Starting at the line that contains "hood it finds.", restate each line word for word through the final line of the data, keeping both ends.

Task inputs Block Start

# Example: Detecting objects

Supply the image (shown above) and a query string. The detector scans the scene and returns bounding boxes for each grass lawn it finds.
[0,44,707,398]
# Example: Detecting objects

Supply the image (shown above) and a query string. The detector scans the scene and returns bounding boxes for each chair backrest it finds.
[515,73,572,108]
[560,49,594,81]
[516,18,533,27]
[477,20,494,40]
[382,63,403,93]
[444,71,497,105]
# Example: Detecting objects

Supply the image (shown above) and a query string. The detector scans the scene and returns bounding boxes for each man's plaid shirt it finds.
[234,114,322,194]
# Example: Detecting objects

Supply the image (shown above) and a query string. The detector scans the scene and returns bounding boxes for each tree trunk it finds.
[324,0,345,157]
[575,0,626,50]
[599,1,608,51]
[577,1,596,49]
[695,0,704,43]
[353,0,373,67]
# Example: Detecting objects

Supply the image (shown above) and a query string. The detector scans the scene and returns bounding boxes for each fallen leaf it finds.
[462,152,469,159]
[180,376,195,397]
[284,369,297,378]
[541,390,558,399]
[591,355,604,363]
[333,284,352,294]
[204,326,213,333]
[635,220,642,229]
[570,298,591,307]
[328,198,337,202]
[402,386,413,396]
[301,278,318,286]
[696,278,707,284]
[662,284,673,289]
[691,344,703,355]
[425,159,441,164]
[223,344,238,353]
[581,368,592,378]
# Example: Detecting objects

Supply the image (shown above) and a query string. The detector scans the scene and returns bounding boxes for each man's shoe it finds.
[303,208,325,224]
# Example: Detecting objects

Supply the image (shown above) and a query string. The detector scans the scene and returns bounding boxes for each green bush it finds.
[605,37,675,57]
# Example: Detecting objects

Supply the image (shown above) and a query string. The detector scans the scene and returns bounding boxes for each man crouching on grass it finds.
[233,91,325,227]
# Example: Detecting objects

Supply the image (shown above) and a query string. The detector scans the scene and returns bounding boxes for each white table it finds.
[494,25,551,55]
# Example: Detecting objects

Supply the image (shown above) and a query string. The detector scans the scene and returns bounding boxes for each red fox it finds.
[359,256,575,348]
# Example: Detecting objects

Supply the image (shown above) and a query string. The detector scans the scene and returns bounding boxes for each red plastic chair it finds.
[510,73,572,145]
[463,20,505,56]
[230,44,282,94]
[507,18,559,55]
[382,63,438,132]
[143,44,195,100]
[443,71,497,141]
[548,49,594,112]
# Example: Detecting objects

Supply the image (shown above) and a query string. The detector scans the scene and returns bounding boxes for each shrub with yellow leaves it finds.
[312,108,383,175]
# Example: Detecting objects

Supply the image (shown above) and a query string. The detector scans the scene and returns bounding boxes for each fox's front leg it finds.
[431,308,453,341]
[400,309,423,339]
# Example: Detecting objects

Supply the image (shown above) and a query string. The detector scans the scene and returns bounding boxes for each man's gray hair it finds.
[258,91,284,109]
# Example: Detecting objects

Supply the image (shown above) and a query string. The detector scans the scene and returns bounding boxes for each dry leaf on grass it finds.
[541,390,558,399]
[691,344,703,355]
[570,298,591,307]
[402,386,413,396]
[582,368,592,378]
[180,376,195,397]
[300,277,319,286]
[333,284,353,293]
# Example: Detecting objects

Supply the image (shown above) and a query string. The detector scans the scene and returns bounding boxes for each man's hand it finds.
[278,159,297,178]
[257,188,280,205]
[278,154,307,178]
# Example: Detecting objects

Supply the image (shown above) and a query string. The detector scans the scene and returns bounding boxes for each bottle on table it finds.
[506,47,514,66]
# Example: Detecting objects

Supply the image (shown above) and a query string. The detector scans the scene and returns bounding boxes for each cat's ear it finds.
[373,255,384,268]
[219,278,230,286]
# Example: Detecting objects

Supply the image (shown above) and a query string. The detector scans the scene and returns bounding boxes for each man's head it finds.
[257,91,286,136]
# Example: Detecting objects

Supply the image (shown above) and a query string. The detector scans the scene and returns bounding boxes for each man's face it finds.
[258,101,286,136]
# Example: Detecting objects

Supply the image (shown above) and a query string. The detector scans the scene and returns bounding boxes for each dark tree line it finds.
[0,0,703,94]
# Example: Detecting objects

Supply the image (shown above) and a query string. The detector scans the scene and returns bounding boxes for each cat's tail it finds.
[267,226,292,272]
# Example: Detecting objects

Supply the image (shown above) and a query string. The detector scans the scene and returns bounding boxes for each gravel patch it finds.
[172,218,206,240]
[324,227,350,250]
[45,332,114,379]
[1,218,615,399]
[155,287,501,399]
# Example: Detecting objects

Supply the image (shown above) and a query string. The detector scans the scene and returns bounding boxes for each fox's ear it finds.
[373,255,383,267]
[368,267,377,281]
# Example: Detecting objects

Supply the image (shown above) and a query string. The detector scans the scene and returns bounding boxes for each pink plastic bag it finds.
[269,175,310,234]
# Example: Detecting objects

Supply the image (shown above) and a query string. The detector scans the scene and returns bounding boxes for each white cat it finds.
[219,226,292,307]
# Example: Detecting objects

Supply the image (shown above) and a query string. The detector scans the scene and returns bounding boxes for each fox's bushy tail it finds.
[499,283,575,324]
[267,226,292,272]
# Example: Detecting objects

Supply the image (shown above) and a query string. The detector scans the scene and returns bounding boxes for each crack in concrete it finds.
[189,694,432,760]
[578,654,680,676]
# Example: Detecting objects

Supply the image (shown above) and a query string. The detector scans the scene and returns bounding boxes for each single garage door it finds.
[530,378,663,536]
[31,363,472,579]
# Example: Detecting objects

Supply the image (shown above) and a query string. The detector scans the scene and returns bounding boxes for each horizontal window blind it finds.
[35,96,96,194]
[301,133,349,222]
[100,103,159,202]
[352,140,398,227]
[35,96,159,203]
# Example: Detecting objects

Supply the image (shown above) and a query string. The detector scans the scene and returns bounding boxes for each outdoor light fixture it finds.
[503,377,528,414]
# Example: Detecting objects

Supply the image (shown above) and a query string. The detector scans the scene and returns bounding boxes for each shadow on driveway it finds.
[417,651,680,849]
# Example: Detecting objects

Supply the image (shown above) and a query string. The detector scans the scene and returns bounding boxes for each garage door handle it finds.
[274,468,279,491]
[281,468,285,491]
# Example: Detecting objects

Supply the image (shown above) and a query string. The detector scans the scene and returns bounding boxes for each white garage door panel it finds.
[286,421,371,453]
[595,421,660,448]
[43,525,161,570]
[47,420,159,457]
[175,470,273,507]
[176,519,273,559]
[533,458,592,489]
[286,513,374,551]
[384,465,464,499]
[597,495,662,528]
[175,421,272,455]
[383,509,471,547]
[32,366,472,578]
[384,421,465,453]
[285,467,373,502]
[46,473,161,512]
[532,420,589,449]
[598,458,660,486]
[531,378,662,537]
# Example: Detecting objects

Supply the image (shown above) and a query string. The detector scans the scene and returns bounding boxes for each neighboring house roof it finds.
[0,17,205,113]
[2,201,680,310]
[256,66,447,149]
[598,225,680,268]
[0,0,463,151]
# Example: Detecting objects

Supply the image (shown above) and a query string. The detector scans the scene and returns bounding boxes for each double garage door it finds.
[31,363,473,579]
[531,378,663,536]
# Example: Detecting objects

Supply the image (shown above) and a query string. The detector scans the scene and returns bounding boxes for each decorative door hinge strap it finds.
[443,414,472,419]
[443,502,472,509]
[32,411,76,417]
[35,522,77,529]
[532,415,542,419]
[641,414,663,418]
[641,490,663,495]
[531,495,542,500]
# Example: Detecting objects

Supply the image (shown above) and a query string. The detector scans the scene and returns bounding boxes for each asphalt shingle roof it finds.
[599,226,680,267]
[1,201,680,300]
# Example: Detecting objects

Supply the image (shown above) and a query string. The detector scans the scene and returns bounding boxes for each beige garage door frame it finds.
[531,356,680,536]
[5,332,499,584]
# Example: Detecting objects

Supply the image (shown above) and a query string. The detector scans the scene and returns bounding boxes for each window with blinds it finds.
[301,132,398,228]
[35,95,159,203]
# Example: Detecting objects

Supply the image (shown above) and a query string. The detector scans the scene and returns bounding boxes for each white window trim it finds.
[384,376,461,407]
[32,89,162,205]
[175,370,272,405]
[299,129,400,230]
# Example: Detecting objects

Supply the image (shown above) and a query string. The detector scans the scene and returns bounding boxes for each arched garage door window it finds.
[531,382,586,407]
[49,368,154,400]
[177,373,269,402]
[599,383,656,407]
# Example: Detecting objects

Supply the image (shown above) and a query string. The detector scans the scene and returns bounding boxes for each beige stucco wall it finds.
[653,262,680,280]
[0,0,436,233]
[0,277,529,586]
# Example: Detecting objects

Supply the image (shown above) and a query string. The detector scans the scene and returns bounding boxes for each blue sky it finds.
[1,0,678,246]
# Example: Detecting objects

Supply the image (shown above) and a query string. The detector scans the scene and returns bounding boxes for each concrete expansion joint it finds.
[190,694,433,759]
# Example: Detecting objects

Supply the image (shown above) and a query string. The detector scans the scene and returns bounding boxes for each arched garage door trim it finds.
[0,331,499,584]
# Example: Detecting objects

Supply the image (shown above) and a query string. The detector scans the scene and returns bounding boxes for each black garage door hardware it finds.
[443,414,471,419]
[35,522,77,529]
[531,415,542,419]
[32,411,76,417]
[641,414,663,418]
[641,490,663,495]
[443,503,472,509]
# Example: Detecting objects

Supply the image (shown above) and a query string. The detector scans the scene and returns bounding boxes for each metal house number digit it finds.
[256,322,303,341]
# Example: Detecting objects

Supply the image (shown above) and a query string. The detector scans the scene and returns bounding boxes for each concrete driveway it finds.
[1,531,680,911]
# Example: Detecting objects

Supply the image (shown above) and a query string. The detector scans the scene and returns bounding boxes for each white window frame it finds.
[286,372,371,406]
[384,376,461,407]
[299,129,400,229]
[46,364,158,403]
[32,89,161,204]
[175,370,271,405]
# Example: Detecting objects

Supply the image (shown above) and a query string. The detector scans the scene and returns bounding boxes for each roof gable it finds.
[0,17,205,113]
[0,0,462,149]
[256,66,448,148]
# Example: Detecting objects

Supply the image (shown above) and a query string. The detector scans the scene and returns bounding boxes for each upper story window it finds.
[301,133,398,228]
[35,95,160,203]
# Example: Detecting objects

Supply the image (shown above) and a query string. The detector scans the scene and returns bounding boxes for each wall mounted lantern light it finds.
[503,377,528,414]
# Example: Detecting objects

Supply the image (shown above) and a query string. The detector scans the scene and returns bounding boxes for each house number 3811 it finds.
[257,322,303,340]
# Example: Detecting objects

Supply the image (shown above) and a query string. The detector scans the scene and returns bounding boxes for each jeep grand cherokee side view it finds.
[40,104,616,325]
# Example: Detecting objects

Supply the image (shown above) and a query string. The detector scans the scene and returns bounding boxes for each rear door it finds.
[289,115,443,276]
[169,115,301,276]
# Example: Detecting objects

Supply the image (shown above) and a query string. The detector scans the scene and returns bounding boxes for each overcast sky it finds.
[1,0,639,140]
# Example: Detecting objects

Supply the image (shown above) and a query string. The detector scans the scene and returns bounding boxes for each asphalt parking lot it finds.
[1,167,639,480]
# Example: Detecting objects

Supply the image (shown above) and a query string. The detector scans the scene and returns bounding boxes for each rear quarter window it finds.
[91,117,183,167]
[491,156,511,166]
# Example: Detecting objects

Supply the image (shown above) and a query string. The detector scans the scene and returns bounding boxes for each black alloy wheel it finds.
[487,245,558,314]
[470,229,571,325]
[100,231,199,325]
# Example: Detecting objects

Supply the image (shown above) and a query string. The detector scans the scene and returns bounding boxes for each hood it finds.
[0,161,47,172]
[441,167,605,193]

Task inputs Block End

> [Final answer]:
Supply the image (shown above) and a query string. The detector scans the scene and returns bounding boxes for each hood it finds.
[0,161,47,172]
[441,167,605,193]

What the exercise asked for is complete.